• **Prompt**:
Leave out the pictures and give back all the entries exactly as written.

• **Records to process**:
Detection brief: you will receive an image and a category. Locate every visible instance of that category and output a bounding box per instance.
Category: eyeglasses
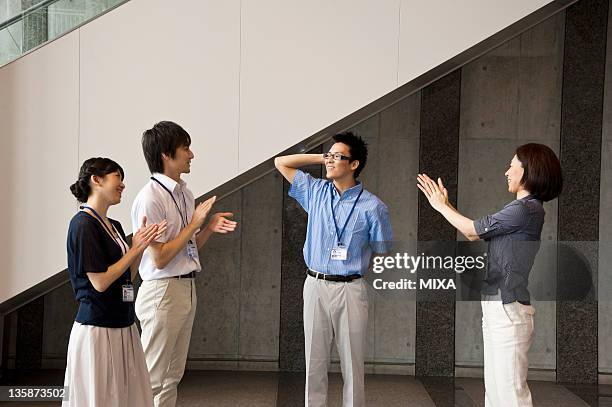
[323,152,352,161]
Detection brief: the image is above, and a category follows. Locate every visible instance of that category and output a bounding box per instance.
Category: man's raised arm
[274,154,324,183]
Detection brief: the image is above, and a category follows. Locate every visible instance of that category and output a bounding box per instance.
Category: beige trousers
[481,299,535,407]
[303,274,369,407]
[136,278,197,407]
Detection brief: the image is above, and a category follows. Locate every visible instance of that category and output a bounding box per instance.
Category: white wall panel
[238,0,401,172]
[399,0,552,84]
[79,0,240,228]
[0,31,79,303]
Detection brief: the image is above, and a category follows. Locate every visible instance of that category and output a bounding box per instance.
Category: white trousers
[136,278,197,407]
[303,275,369,407]
[481,299,535,407]
[62,322,153,407]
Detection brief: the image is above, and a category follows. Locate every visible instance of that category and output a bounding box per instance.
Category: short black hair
[515,143,563,202]
[142,121,191,173]
[70,157,124,203]
[332,131,368,178]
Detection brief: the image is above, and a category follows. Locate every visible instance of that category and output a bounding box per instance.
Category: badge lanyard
[80,205,129,255]
[151,177,189,229]
[151,177,198,260]
[329,186,363,261]
[80,205,134,302]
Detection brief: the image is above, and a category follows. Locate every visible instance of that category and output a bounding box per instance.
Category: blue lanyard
[80,205,131,284]
[151,177,188,228]
[329,185,363,246]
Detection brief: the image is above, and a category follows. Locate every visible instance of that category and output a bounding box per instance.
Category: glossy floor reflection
[0,369,611,406]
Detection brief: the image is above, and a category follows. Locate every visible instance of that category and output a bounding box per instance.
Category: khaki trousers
[136,278,197,407]
[303,274,369,407]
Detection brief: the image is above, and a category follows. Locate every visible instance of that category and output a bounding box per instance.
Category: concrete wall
[455,12,565,377]
[35,2,611,379]
[0,0,552,303]
[39,173,284,370]
[324,95,421,374]
[39,98,422,371]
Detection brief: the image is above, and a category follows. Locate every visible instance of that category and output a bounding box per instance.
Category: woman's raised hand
[417,173,449,212]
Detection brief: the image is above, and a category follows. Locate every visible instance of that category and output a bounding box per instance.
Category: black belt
[172,271,196,279]
[307,269,362,282]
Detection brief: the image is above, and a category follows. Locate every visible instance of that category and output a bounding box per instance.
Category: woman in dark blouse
[63,157,166,407]
[417,143,562,407]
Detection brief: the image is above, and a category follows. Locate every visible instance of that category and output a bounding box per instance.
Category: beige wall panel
[0,31,80,302]
[238,0,400,173]
[79,0,241,228]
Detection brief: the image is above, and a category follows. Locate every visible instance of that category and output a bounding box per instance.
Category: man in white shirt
[132,121,237,407]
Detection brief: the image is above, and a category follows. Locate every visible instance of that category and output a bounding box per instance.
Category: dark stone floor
[0,369,611,406]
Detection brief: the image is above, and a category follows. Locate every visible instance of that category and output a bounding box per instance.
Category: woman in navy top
[63,157,166,407]
[417,143,562,407]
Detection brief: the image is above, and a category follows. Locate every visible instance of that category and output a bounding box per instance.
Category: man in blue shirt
[275,132,393,407]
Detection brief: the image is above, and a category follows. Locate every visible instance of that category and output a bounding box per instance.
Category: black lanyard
[329,186,363,246]
[80,205,131,284]
[151,177,189,228]
[151,177,194,245]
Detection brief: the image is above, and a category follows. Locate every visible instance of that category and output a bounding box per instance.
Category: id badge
[331,245,348,261]
[122,285,134,302]
[187,240,198,260]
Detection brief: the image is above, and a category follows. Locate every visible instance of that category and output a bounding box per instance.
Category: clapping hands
[132,216,167,252]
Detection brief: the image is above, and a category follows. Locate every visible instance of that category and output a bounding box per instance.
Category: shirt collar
[521,194,542,203]
[330,180,363,200]
[152,172,186,192]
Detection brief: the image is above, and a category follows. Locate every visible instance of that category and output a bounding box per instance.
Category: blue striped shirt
[289,170,393,276]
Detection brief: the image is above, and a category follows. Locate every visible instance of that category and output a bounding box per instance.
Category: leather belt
[172,271,196,279]
[307,269,362,282]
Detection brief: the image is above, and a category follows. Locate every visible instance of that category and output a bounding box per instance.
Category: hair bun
[69,178,89,202]
[71,157,124,203]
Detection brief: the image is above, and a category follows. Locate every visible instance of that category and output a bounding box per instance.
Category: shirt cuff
[473,218,489,238]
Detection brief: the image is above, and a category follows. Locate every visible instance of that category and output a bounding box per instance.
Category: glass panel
[0,19,23,66]
[0,0,128,67]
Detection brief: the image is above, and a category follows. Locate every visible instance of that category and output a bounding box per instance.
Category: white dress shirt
[131,173,201,280]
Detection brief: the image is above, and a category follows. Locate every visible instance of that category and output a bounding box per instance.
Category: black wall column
[16,297,44,370]
[557,0,608,384]
[415,70,461,381]
[278,147,323,373]
[277,147,323,405]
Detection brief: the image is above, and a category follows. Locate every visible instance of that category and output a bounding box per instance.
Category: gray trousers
[303,274,369,407]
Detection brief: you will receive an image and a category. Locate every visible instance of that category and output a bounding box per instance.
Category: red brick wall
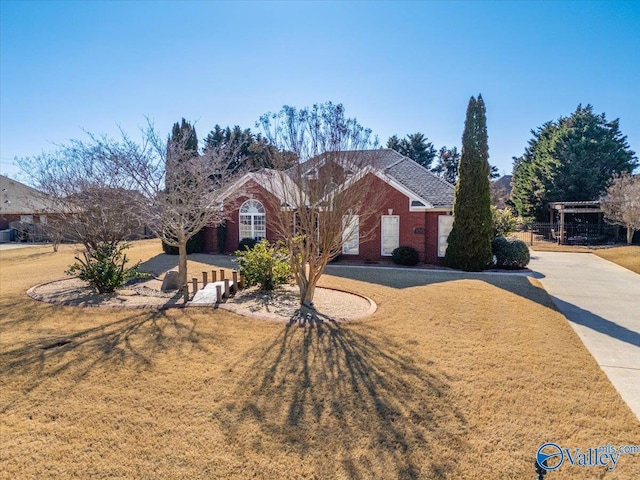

• **Exercise response**:
Detection brief: you will receive an image and a category. Locate every visible instance of that category and output a bounding box per instance.
Category: eyeglasses
[323,152,352,161]
Detection brief: the image is above, and a category follows. Locate every visible instance of that category and output a bounding box per instance.
Category: man's raised arm
[274,154,324,183]
Detection brief: the image is above, and a category follows. Locate every visible instance of that category and output a bounding box per instance.
Category: beige trousers
[481,299,535,407]
[303,274,369,407]
[136,278,197,407]
Detection brief: the image is above, and a category follows. Locate every visible instance of that category and output a bounding box per instance.
Category: white wall panel
[238,0,401,172]
[399,0,552,84]
[79,0,240,228]
[0,31,79,303]
Detection brief: the image is above, and a category follows. Locate every visible instance of that category and output a bounding box per instance.
Category: white trousers
[136,278,197,407]
[303,275,369,407]
[481,299,535,407]
[62,322,153,407]
Detection brief: the image is above, and a category follows. Locate every visible instance of that category and output a bounding box per instance.
Category: short black hair
[515,143,563,202]
[142,121,191,173]
[70,157,124,203]
[332,131,368,178]
Detection brief: the image is above, and a category follows. Locate every visible instance of that category and output a bounding box per instance.
Category: badge lanyard
[80,205,129,255]
[151,177,189,229]
[151,177,198,260]
[329,186,363,261]
[80,205,134,302]
Detection brief: the image is above, and a category follows. Locate every visible instance of that category and output a bounding box per instance.
Category: blue lanyard
[80,205,131,284]
[151,177,188,228]
[329,185,363,246]
Detection brief: the image is above, and a category follows. Locate every visible instance of that category and output a bounding box per instance.
Category: glossy floor reflection
[0,369,611,406]
Detection brief: the image is above, and a category follows. Locate every visible instance of that category and output a bounding box per instance.
Category: khaki trousers
[136,278,197,407]
[303,274,369,407]
Detection brief: the image is above, and a category follows. Locate every visible instance of that category and output a bounding box per instance.
Category: concrete wall
[455,12,565,377]
[35,2,611,379]
[0,0,552,303]
[39,173,284,370]
[324,95,421,374]
[39,98,422,371]
Detection brief: the image is above, and a category follows. Locate every visible instance of that category and output a bounding box per instance.
Category: woman's raised hand
[417,173,449,212]
Detection brief: the image is above, and a category follows. Locate every visible instance of that category and output a bounding box per instance.
Category: black belt
[172,271,196,279]
[307,269,362,282]
Detection brief: the image is above, and a category follows. Locate every visible instance of that category and output a bounding box per instance.
Category: woman in dark blouse
[63,157,166,407]
[417,143,562,407]
Detection brief: the image is above, and a category follows. Locate every visible instance of that category and output a bounding box per instance.
Category: beige wall panel
[0,31,80,302]
[238,0,400,173]
[79,0,241,228]
Detection brief: the image is above, and a category follows. Locate every visible instance of that category and output a bounding box per instance.
Category: man in white shirt
[132,121,237,407]
Detection brief: the image is above, and a category follows. Locate every visible instance of that category and output a bounding box per instance.
Category: dark stone floor
[0,369,611,406]
Detection brief: the image is above, and a category follows. Locate every visible instance of that category and output a bounding box per instance.
Category: woman in navy top
[63,157,166,407]
[417,143,562,407]
Detection brief: the image is above, and a category follows. Locate every visible instance of that category and output a bounding box per instance.
Category: man in blue shirt
[275,132,393,407]
Detection brief: the image is above, and a category follows. Locate every visible instance of that category and output a bounding box per instance.
Category: black lanyard
[329,186,363,246]
[80,205,131,284]
[151,177,189,228]
[151,177,194,245]
Detection brief: the image is above, and a category follows. Locate every visible instance of that category and output a bounding box per instance.
Category: id badge
[331,245,348,261]
[122,285,134,302]
[187,240,198,260]
Detection brief: the image is above, and a category follows. Locate every visible instance of that category and output a bounding box per instance.
Category: clapping hands
[132,216,167,252]
Detection brief: the image is above, and a category follows. Locate every visible instance of that category and output a bounding box per instance.
Category: shirt collar
[521,194,542,203]
[330,180,363,200]
[152,172,186,192]
Detection brief: the image is above, and a category follows. Locate every visible instance of that category and output a bounding box per instance.
Category: blue striped shirt
[289,170,393,276]
Detection brief: the image is above, and a category follows. Locate every visible instance of that category and output a bounding box per instance.
Category: leather belt
[172,271,196,279]
[307,269,362,282]
Detection brief: the image is above, and a category follows. Locate every visible instance of that category and output a bounding box per instance.
Category: hair bun
[69,178,89,202]
[71,157,124,203]
Detection brief: the image is above, and a category follows. Locate every visible instance of that category and output a bounding box per instance.
Category: shirt cuff
[473,218,489,238]
Detection brief: the image is above, and a category follows. Locate every visible instance of that category and output a bounding box per instance.
Category: glass panel
[0,19,23,66]
[0,0,128,67]
Detection brief: the image is above, and a category follows. Locate every visible instance of that category and output a bounding box per instance.
Category: white dress shirt
[131,173,201,280]
Detection brief: the image is above, and a category follows. Locate every visible instance of that category and output a bounding box per instance.
Category: black wall column
[16,297,44,370]
[557,0,608,384]
[415,70,461,381]
[278,147,323,373]
[277,147,323,405]
Detection brief: the image is above, and a category follows. Locate every visible instance of that category and output a bounding box per instance.
Category: gray trousers
[303,274,369,407]
Detection brief: you will receive an image and a category. Locate every visible instance of that category and output a bounding box per instance.
Category: red brick wall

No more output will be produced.